Given data:
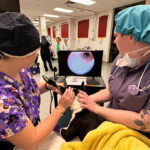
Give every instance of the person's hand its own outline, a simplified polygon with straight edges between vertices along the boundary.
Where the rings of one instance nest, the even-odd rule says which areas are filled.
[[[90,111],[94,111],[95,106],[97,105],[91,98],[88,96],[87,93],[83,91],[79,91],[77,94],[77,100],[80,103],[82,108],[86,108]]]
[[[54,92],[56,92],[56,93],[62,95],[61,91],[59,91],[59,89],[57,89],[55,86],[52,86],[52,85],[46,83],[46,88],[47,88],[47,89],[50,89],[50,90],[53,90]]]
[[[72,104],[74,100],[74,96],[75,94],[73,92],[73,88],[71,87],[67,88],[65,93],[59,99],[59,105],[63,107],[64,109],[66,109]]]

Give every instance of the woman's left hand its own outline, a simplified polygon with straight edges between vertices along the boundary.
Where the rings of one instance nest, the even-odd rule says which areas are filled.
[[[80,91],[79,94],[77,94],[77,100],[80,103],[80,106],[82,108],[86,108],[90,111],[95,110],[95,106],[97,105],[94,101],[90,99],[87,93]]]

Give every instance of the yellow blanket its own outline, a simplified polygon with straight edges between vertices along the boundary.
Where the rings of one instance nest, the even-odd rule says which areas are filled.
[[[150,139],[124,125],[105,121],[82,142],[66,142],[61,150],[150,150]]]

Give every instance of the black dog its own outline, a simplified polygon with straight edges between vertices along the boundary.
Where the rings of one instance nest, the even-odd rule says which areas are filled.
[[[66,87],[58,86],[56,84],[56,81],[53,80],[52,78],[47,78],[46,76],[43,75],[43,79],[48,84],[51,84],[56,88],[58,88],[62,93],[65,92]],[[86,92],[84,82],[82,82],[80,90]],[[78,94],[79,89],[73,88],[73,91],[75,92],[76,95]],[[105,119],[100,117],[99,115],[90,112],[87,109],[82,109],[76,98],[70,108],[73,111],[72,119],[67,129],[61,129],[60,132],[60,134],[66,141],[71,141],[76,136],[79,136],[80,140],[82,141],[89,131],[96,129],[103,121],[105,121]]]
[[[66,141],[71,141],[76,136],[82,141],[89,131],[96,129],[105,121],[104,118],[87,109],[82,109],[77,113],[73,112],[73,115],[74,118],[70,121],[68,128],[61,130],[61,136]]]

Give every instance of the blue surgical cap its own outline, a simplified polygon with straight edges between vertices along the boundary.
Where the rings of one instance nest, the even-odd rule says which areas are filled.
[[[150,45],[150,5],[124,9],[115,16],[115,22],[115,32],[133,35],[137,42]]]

---

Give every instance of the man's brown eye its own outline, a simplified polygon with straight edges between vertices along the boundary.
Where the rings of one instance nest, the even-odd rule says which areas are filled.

--

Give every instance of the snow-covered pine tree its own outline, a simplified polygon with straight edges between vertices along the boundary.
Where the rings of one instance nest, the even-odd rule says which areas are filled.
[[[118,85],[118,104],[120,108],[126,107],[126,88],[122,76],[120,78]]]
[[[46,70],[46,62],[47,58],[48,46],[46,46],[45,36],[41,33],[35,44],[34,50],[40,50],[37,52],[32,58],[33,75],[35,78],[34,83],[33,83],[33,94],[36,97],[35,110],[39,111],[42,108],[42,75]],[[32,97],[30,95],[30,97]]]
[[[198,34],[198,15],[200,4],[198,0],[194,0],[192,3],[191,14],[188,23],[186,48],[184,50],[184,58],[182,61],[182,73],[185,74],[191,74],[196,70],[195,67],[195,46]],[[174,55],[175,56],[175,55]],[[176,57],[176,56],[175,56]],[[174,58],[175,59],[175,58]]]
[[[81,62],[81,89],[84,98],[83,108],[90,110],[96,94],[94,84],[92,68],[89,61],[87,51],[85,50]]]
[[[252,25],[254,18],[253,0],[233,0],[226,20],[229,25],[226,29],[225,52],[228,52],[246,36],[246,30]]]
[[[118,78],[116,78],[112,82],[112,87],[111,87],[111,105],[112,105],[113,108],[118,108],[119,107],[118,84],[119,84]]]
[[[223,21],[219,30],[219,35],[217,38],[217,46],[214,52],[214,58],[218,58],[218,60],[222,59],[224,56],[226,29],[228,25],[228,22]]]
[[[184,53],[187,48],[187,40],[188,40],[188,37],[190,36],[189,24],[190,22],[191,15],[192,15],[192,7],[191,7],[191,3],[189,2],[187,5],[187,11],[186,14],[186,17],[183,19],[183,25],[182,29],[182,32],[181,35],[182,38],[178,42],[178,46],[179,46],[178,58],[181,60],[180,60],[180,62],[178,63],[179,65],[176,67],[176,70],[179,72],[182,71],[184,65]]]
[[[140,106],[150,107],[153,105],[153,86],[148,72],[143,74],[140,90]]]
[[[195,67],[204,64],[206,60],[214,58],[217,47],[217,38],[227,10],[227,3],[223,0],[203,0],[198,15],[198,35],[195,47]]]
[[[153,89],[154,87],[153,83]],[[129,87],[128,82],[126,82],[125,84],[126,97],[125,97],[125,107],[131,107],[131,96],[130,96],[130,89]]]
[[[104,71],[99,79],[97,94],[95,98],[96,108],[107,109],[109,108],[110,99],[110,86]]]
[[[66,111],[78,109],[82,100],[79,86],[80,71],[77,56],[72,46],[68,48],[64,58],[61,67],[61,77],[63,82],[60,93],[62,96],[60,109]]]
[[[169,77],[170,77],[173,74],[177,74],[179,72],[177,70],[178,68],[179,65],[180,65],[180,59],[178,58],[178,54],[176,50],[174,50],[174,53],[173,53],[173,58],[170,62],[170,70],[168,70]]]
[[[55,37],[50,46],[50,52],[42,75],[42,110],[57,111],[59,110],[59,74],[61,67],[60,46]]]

Exercise goal:
How many lines of the items above contain the word "hand"? Reply with the number alone.

Answer below:
2